**Metti in pratica:**
**1.** Elenca tutti gli anni scritti in cifre nel testo sul mais, nell'ordine in cui compaiono.
**2.** Trascrivi, per favore, dal testo sul mais tutto ciò che va da "In Italia non" fino a "deficit alimentare cresce.", entrambi inclusi.

**Testo selezionato:**
+===+

In Italia non si può produrre il mais ogm, ma lo si può importare ed utilizzare. Anzi ogni anno se ne importa sempre di più. Quest’anno si prevede che butteremo al vento più di un miliardo di euro per acquistare il mais dall’estero. Si stima che nel 2016 il 50% del mais che verrà utilizzato in Italia sarà di importazione ed in percentuale notevole sarà ogm. E pensare che nel 2001 eravamo autosufficienti. Poi è cominciata una fase di lento declino. Nel 2004 abbiamo importato il 10% del mais di cui avevamo bisogno, diventato poi il 20% nel 2009, il 30% nel 2012. Per la campagna di quest’anno si potrebbe arrivare ad importare la metà esatta del fabbisogno italiano, che è pari a circa 11 milioni di tonnellate. E’ in aumento anche l’import di mangimi manipolati, ma si finge di ignorarlo e il deficit alimentare cresce.

Le motivazioni del declino e della disaffezione degli agricoltori verso questa coltura sono da ricercare in diversi fattori, ma un motivo non secondario è costituito dal fatto che il mais nazionale, persino il migliore in termini sanitari, viene pagato meno di quello di provenienza estera (in questo periodo il mais nazionale vale dai 15 ai 20 euro in meno a tonnellata) e meno anche del mais ogm, che ha costi di produzione inferiori, perché necessita di meno trattamenti con insetticidi, essendo più resistente alla piralide e quindi meno a rischio di contaminazione da micotossine.

La scelta di un’agricoltura ogm free può essere un valore aggiunto alla distintività della nostra offerta agroalimentare in ragione delle nostre peculiarità e della nostra storia, ma se vogliamo che i nostri produttori non guardino con invidia e frustrazione al mais ogm, dobbiamo garantire loro un reddito adeguato. Gli agricoltori pretendono qualcosa di più tangibile dei pronunciamenti contro gli ogm. Pretendono giustamente che il loro mais ogm free venga pagato qualcosa in più.

+===+

**Righe fornite:**
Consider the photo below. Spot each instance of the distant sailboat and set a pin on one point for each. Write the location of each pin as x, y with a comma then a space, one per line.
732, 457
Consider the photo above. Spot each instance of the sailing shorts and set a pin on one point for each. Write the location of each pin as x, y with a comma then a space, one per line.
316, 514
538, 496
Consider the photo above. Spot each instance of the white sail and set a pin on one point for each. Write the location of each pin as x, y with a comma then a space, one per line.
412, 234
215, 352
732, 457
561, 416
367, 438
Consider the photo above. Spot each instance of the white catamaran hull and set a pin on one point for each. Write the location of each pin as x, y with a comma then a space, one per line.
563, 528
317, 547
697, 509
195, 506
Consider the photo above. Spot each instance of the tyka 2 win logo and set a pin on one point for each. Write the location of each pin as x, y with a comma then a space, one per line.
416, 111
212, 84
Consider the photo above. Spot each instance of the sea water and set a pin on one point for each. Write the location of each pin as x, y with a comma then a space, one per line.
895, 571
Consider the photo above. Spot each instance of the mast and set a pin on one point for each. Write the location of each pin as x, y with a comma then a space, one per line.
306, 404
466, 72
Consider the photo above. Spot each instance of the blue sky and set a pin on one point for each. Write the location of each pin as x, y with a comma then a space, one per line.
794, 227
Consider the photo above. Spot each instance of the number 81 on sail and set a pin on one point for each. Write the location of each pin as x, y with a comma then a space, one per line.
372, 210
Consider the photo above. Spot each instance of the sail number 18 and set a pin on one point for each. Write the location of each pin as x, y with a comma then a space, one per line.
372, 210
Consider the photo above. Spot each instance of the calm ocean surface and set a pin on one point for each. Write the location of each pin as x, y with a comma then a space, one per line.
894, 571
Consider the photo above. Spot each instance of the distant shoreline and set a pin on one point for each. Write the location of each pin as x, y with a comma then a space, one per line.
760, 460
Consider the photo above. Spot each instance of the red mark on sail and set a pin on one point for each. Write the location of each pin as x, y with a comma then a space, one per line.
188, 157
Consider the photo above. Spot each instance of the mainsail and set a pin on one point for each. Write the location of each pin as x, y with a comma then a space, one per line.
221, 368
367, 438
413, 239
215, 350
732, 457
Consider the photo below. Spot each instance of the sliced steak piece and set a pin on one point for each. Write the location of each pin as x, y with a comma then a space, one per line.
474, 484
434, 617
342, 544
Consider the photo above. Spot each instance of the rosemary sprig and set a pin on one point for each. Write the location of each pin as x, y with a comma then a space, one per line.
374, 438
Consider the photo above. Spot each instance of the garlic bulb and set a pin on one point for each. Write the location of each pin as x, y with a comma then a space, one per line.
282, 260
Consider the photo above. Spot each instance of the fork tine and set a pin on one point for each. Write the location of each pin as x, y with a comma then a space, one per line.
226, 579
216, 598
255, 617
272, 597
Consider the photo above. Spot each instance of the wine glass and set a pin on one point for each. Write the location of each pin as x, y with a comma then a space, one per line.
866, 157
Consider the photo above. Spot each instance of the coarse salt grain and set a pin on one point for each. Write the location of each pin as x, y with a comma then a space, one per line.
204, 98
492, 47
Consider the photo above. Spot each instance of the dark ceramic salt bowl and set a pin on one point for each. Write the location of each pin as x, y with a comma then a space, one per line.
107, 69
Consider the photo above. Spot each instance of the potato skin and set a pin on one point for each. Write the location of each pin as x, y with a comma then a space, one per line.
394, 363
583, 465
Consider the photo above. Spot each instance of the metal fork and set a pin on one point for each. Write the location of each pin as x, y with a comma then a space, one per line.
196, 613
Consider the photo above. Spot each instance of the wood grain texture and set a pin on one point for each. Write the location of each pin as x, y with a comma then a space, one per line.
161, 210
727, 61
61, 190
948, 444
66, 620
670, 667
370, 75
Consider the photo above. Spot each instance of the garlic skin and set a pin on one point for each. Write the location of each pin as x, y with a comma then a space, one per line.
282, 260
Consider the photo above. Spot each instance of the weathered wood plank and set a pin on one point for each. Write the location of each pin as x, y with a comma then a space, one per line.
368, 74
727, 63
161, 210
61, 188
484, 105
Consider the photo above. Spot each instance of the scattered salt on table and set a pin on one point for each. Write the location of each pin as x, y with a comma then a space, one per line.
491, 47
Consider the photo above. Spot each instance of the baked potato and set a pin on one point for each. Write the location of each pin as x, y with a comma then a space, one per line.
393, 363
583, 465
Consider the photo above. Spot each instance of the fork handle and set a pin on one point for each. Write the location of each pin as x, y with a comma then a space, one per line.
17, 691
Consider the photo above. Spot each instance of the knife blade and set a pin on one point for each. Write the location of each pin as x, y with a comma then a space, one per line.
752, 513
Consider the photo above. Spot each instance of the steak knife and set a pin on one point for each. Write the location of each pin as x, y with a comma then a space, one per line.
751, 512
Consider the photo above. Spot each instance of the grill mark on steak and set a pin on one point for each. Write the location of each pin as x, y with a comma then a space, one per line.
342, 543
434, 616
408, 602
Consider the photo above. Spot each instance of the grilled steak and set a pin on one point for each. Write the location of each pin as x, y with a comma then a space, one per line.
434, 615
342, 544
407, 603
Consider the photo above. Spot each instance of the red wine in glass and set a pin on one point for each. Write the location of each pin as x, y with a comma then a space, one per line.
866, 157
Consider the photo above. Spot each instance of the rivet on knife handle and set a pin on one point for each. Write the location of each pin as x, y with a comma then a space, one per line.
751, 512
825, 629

+===+

**Risultati attesi:**
**1.** 2016, 2001, 2004, 2009, 2012

**2.**
In Italia non si può produrre il mais ogm, ma lo si può importare ed utilizzare. Anzi ogni anno se ne importa sempre di più. Quest’anno si prevede che butteremo al vento più di un miliardo di euro per acquistare il mais dall’estero. Si stima che nel 2016 il 50% del mais che verrà utilizzato in Italia sarà di importazione ed in percentuale notevole sarà ogm. E pensare che nel 2001 eravamo autosufficienti. Poi è cominciata una fase di lento declino. Nel 2004 abbiamo importato il 10% del mais di cui avevamo bisogno, diventato poi il 20% nel 2009, il 30% nel 2012. Per la campagna di quest’anno si potrebbe arrivare ad importare la metà esatta del fabbisogno italiano, che è pari a circa 11 milioni di tonnellate. E’ in aumento anche l’import di mangimi manipolati, ma si finge di ignorarlo e il deficit alimentare cresce.